Description of the task> Print each record exactly as it appears, but drop the images.
------------------------------
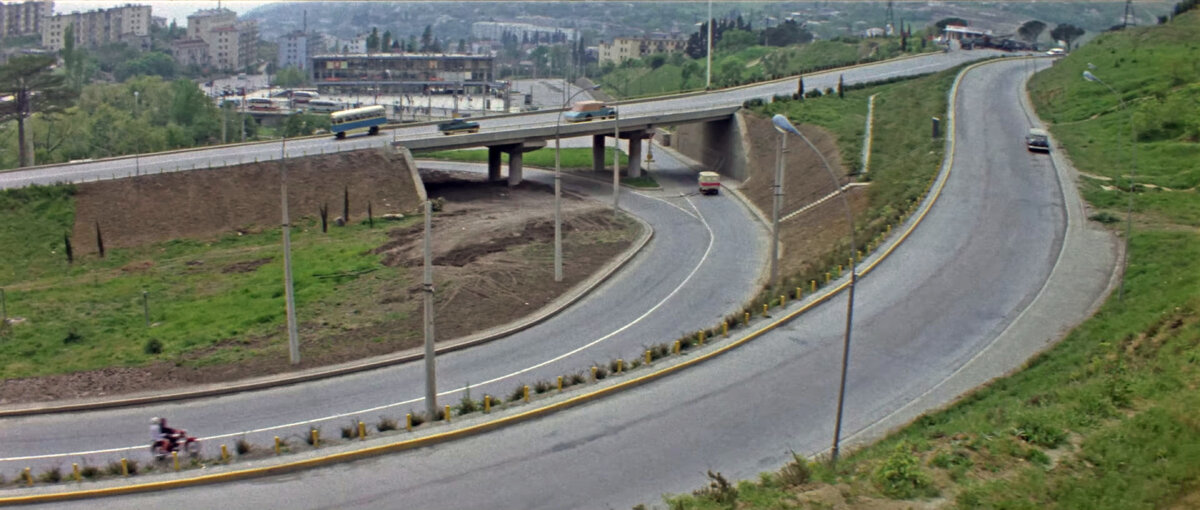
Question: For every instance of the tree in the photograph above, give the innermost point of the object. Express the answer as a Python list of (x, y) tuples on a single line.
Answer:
[(373, 40), (1031, 30), (1067, 33), (35, 88)]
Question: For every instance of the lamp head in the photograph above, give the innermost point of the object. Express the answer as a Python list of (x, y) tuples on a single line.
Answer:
[(783, 125)]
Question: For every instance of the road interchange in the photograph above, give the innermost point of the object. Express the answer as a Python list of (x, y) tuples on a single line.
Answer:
[(751, 366)]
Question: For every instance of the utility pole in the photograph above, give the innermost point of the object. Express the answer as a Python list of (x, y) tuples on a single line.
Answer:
[(431, 382), (293, 334)]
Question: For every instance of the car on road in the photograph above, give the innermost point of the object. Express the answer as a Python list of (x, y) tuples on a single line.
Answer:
[(1037, 141), (456, 126), (585, 111)]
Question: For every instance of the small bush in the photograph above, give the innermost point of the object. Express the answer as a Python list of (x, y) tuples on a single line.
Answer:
------------------------------
The completed task>
Question: For every instance of the tree in the photograph above, give the innermost point of the object. Express the answer as a Python list of (x, y) tuples on a single line.
Answer:
[(373, 40), (1031, 30), (1067, 33), (35, 88)]
Question: For every instance of the lamp head in the photograph above, give the innermost point of the object. Express the answer as a Python list of (x, y) tuples on a single line.
Answer:
[(783, 125)]
Question: For every instance of the road interchange in the photograph above, give the innermost point of the object. Express the answer as a Python list of (x, y) tuples on a single line.
Answer:
[(751, 366)]
Question: For every instance of the utility pole in the photograph above, give the innermost point of the object. Express the answer as a Python list of (x, y) tuples on a single line.
Answer:
[(431, 382), (293, 334)]
Question: For every instance of the car on road in the photograph above, give the innermost point of the object. Express the answer as a Python list of (x, y) tuples on a single line.
Answer:
[(1037, 141), (456, 126), (585, 111)]
Question: For every instance of the small bush in the photograph above, give the innermost point of the object. Express the answer as a Python list of (x, y) tuples on a single line.
Answer:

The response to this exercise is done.